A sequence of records
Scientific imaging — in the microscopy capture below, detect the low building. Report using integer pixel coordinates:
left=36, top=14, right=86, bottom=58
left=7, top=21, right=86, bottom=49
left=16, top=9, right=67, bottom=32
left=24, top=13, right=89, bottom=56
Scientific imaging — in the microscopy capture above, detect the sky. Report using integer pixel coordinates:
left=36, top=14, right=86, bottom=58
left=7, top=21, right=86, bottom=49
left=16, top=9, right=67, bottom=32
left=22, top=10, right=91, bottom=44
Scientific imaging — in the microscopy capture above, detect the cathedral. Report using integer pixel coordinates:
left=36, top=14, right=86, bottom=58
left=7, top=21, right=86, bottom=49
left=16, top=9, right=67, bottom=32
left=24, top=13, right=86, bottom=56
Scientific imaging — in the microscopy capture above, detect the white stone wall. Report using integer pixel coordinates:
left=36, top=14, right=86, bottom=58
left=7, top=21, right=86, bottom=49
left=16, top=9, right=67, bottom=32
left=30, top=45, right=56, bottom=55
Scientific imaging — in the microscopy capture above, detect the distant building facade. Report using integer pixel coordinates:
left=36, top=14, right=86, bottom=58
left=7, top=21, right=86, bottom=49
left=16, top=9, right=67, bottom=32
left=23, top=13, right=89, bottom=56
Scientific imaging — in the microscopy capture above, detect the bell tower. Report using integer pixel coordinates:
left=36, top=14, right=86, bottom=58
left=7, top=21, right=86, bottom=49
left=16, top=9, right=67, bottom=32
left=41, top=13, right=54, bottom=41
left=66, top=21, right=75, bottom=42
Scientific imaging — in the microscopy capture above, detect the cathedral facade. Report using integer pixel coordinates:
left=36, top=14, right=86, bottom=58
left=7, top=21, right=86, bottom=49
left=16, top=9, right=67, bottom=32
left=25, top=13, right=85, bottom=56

» **TASK DETAILS**: Render the lines from the start of the records through the line containing "left=22, top=10, right=91, bottom=44", both ends included, as a numbered list, omitting blank lines.

» **PROBLEM SOLUTION**:
1. Scientific imaging — in the microscopy capture below, detect the low building. Report using integer pixel coordinates:
2. left=36, top=14, right=86, bottom=58
3. left=7, top=21, right=86, bottom=49
4. left=16, top=9, right=67, bottom=32
5. left=24, top=13, right=89, bottom=56
6. Scientific imaging — in the microscopy capture above, detect the sky. Report using integer pixel coordinates:
7. left=36, top=14, right=86, bottom=58
8. left=7, top=21, right=86, bottom=49
9. left=16, top=9, right=67, bottom=32
10. left=22, top=10, right=91, bottom=44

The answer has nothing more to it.